== What you are asked to do ==
Could you print the listing again exactly, omitting the pictures?

(Beginning of Provided data)

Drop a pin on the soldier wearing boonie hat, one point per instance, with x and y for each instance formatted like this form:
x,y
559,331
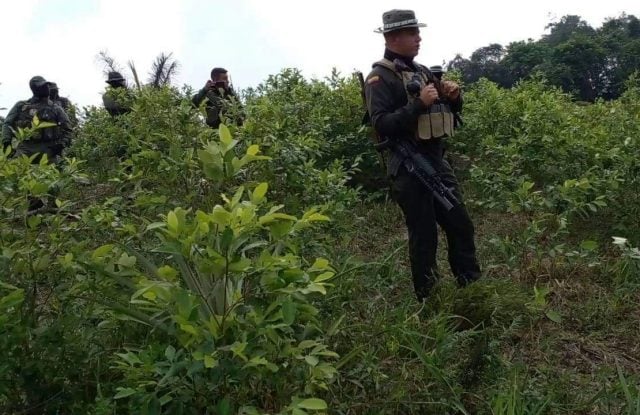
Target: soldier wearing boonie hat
x,y
423,114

(End of Provided data)

== Task output ==
Drop a pin on the soldier wearing boonie hat, one point per instance, with x and y for each instance formatted like this form:
x,y
559,331
Target: soldier wearing boonie hat
x,y
423,114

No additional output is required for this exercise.